EXERCISE INSTRUCTIONS:
Duplicate the lines starting with the line that contains "Query: pedestrian shadow" and going on through the line that contains "672 466 693 487", without changing anything.

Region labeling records
* START *

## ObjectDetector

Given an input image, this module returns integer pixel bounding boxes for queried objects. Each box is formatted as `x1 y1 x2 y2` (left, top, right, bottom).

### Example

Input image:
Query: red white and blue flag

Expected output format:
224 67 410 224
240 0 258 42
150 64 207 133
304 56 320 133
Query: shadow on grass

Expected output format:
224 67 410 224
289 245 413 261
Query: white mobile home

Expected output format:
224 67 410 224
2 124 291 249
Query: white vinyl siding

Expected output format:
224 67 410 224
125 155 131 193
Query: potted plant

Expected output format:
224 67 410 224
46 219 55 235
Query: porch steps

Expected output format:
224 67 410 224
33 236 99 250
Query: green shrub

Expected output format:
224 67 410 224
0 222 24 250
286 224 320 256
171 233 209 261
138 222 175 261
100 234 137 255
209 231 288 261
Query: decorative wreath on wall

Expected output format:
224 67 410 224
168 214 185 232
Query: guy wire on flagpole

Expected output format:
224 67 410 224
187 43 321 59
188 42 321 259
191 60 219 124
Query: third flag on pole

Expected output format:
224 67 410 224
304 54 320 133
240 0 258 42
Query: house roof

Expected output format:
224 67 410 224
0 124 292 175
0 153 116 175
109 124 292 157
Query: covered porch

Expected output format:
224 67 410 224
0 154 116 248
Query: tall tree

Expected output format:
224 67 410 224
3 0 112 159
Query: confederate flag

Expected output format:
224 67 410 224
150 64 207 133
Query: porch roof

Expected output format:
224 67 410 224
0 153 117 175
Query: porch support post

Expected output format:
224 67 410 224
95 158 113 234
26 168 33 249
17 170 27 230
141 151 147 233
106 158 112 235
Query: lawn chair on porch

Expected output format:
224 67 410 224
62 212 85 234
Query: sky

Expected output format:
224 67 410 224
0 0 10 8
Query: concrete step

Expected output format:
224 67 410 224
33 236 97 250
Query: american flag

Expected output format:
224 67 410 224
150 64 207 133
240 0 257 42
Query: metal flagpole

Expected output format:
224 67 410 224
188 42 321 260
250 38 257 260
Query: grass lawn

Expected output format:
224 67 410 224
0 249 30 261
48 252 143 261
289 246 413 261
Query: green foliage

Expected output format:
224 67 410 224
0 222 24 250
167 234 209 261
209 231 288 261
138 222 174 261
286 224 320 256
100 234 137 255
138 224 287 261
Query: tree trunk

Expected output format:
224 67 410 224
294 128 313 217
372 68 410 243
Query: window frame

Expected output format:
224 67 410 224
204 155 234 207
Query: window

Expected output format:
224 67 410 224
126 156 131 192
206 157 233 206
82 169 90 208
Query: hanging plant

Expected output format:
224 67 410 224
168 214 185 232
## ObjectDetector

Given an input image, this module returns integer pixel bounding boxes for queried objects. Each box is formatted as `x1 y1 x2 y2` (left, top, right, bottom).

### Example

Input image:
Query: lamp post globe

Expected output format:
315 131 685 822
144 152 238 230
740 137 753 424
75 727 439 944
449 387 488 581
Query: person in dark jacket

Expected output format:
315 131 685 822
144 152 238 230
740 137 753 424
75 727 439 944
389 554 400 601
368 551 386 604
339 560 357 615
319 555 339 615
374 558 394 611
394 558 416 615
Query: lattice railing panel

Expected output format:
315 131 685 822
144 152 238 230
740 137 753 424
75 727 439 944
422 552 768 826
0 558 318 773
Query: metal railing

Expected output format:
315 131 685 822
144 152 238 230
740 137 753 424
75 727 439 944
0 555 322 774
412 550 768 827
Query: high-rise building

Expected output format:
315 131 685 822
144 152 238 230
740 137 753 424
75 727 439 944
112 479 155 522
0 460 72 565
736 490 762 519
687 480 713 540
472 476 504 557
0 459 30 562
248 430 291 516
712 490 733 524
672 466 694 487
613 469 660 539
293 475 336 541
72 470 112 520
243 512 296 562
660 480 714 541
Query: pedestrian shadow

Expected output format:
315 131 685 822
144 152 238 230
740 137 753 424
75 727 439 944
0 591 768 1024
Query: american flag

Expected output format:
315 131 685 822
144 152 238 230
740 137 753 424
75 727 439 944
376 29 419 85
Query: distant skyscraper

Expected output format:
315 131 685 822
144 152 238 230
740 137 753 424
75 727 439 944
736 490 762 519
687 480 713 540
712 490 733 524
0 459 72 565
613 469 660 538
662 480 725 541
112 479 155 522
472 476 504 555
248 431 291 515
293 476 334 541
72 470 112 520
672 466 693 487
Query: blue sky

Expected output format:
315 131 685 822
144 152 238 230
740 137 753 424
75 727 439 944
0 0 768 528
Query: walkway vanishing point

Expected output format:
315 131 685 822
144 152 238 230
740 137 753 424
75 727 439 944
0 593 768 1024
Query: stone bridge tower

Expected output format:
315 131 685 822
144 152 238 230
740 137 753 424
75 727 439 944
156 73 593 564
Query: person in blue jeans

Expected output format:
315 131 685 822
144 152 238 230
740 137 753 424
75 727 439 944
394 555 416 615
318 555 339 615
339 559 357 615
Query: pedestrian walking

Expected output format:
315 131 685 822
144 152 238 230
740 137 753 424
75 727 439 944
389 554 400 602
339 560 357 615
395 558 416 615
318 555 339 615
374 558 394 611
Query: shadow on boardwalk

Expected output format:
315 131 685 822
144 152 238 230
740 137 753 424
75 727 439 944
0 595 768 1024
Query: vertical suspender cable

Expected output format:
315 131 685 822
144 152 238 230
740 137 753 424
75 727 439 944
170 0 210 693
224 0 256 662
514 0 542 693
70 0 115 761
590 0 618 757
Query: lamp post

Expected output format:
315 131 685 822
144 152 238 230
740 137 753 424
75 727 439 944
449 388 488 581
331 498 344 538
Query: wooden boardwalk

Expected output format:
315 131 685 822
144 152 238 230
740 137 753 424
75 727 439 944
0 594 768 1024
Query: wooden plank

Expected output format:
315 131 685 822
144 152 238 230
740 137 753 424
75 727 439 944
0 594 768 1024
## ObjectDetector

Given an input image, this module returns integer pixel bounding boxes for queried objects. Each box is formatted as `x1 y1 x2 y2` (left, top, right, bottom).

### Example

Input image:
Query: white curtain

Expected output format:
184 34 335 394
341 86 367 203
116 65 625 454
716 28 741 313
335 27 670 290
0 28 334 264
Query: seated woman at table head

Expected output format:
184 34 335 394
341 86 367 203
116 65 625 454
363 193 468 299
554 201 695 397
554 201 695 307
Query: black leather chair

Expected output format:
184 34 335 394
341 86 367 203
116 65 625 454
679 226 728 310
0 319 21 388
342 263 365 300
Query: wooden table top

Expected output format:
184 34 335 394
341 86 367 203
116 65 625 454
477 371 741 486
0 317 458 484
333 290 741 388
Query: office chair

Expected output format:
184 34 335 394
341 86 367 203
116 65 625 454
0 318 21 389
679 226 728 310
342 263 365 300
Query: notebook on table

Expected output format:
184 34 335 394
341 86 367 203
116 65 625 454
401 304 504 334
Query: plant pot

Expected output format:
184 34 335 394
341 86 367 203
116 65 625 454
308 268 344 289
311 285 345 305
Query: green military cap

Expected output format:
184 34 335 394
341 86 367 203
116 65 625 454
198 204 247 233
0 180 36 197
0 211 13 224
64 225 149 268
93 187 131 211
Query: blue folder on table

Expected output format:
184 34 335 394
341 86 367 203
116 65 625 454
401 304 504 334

* END *
* START *

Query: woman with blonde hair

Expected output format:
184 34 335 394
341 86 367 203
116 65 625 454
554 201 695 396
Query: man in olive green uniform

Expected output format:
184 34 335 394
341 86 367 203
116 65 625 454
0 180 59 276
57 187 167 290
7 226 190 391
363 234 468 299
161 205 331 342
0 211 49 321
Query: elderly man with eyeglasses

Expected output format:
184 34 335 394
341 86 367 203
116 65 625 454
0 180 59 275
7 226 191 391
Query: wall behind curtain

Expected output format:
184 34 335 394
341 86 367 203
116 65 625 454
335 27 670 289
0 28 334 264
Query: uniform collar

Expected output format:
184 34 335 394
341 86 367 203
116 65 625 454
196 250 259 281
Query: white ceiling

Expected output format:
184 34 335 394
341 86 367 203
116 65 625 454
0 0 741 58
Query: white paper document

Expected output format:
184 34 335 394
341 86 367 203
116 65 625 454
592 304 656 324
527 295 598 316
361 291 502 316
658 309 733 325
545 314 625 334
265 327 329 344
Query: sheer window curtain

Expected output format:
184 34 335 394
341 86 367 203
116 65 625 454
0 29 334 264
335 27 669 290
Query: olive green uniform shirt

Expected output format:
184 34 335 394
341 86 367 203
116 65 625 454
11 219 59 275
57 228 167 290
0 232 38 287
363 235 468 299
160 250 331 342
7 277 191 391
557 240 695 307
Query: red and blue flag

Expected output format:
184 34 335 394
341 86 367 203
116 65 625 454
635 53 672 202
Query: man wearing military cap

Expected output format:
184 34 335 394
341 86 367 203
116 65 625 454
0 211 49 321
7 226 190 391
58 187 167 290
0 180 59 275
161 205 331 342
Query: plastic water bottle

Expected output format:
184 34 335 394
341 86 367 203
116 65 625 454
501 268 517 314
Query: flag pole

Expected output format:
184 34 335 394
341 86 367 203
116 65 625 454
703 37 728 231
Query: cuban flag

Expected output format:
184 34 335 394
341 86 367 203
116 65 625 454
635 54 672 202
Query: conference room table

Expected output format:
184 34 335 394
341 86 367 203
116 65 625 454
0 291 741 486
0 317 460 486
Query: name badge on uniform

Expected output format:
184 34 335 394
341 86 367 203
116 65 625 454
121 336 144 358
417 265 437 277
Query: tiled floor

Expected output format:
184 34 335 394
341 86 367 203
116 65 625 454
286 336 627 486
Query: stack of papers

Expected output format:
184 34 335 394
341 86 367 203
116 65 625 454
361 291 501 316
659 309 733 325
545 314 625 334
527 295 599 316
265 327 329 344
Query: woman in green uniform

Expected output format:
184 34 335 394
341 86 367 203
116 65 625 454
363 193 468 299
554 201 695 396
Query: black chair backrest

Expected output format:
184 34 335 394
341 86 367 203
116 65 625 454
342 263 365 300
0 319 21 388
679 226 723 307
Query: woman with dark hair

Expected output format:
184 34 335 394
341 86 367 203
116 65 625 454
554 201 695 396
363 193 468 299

* END *

TASK RESPONSE:
Query: pedestrian shadow

Expected output format:
315 131 685 822
144 152 238 230
740 137 753 424
75 727 439 944
0 591 768 1024
Query: american flag

Expected output format:
315 131 685 822
144 152 238 230
740 137 753 424
75 727 439 944
376 29 419 85
Query: distant skyscraper

Expected output format:
315 131 685 822
144 152 238 230
740 137 753 424
75 727 439 944
736 490 762 519
687 480 713 540
712 490 733 524
0 459 72 565
613 469 660 538
662 480 725 541
112 479 155 522
472 476 504 555
248 431 291 515
293 476 334 541
72 470 112 520
672 466 693 487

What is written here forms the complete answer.